**Trecho do texto**
━━━━
Por Adriane da Fonseca Pires

O mais recente filme de Spielberg, Ponte dos Espiões (Bridge of Spies), estrelado por Tom Hanks, traz a debate a discussão sobre a forma como um país democrático trata/deveria tratar aqueles que costuma denominar como “inimigos”.

A história se passa no final dos anos 50 (1957), em plena Guerra Fria. Tom Hanks interpreta um advogado especializado em Seguros (James Donovan), residente no Brooklyn/NY, que é convidado (escolhido pela Ordem dos Advogados Americana) para defender Rudolf Abel, espião soviético preso nos Estados Unidos. Com a posterior captura de um espião americano (Powers), o advogado Donovan é enviado a Berlin, a pedido da CIA, para negociar o resgate desse espião americano (pilotava um U2) em troca da devolução do prisioneiro Abel.

Sem pretender estragar a surpresa daqueles que não assistiram ao filme, o que possui relevo e chama a atenção, sob o enfoque das Ciências Criminais, é a forma hostil e fria como James Donovan é tratado pela população, pela opinião pública, pelos agentes públicos (policiais, funcionários da CIA, promotores e até pelo magistrado que julga o caso) pelo fato de atuar de forma escorreita a fim de garantir ao seu cliente um julgamento que observe o devido processo legal. Embora estivesse afastado da prática, da advocacia criminal, Donovan tinha, como objetivo, obter um julgamento justo. Sua postura poderia ser traduzida na advertência feita por Aury Lopes Júnior, segundo a qual, “o processo não pode mais ser visto como um simples instrumento a serviço do poder punitivo (direito penal), senão que desempenha papel limitador do poder e garantidor do indivíduo a ele submetido” (LOPES JR., 2015, p.32).

Há alguns momentos dessa primeira parte do filme que merecem ser destacados. Em uma conversa privada entre o juiz, James Donovan e o procurador/promotor, o advogado invoca a ilegalidade de um mandado de busca realizado no quarto do hotel em que estava hospedado o espião soviético. Nessa ocasião, o próprio magistrado, em uma atitude nada ética, “dá um pito” em Donovan, referendando a conduta ilegal e abusiva dos encarregados da persecução criminal, uma vez que, para aquele julgador, em resumo poderíamos dizer que, as garantias processuais devem ser outras, ou até, nenhuma, quando se trata de julgar o inimigo, uma vez que há o “interesse público” do Estado Americano em proteger seus segredos e a “segurança nacional” em detrimento dos direitos individuais da pessoa processada/julgada. O inimigo soviético foi eleito o inimigo de toda a sociedade americana.
━━━━
**Dados fornecidos**
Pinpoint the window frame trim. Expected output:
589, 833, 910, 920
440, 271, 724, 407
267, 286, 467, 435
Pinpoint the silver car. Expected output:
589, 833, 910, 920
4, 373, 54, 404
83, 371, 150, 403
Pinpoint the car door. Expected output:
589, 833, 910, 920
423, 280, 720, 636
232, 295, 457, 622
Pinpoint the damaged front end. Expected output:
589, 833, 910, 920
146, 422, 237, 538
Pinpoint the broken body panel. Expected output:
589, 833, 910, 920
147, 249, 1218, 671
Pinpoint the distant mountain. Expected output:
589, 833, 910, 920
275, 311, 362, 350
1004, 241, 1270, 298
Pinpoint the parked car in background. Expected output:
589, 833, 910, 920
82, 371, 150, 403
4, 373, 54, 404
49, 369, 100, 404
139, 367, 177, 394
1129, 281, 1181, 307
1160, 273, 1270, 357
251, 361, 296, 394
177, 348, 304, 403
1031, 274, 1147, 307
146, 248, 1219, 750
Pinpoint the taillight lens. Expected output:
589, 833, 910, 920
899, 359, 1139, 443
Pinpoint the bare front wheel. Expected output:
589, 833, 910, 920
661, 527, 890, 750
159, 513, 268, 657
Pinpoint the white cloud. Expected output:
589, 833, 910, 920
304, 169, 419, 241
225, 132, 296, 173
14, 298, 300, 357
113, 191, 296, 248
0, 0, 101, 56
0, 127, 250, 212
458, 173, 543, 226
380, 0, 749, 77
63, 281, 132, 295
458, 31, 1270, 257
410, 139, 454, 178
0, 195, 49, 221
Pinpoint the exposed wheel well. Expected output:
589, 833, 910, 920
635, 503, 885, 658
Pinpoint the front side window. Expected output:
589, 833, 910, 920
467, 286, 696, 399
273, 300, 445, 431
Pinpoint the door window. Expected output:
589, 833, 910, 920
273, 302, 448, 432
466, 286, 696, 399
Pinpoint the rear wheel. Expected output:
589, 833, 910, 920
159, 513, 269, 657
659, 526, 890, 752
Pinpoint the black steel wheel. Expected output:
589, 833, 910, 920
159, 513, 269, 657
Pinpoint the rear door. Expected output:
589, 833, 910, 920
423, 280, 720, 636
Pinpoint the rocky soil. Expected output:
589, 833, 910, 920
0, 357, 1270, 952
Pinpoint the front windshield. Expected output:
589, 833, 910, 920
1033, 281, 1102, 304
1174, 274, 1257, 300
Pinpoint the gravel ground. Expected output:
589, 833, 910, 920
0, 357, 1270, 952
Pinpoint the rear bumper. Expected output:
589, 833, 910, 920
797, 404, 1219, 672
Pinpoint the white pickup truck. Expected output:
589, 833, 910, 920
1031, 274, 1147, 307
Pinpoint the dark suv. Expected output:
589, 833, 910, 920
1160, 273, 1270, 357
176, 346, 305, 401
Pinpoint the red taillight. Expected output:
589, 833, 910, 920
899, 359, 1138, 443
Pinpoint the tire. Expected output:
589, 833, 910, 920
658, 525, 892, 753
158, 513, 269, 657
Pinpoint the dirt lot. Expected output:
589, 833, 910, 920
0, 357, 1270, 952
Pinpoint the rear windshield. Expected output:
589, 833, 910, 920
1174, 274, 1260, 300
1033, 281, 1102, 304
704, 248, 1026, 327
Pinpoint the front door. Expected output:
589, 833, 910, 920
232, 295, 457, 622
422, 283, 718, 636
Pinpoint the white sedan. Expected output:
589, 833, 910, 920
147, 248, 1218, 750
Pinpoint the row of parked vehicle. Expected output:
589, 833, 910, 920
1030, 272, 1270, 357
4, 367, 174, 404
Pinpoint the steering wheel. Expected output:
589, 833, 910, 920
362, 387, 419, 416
━━━━
**Lista de tarefas**
a: Responda, com base no texto sobre o filme Ponte dos Espiões, às perguntas abaixo.
(i) Em que ano se passa a história do filme?
(ii) Quem escolheu James Donovan para defender Rudolf Abel?
(iii) Onde foi realizado o mandado de busca cuja ilegalidade Donovan invoca?
b: Repita o trecho do texto sobre o filme Ponte dos Espiões começando em "Há alguns momentos" e terminando em "a sociedade americana.".

**Respostas por tarefa**
a:
(i) Em 1957.
(ii) A Ordem dos Advogados Americana.
(iii) No quarto do hotel em que estava hospedado o espião soviético.

b:
Há alguns momentos dessa primeira parte do filme que merecem ser destacados. Em uma conversa privada entre o juiz, James Donovan e o procurador/promotor, o advogado invoca a ilegalidade de um mandado de busca realizado no quarto do hotel em que estava hospedado o espião soviético. Nessa ocasião, o próprio magistrado, em uma atitude nada ética, “dá um pito” em Donovan, referendando a conduta ilegal e abusiva dos encarregados da persecução criminal, uma vez que, para aquele julgador, em resumo poderíamos dizer que, as garantias processuais devem ser outras, ou até, nenhuma, quando se trata de julgar o inimigo, uma vez que há o “interesse público” do Estado Americano em proteger seus segredos e a “segurança nacional” em detrimento dos direitos individuais da pessoa processada/julgada. O inimigo soviético foi eleito o inimigo de toda a sociedade americana.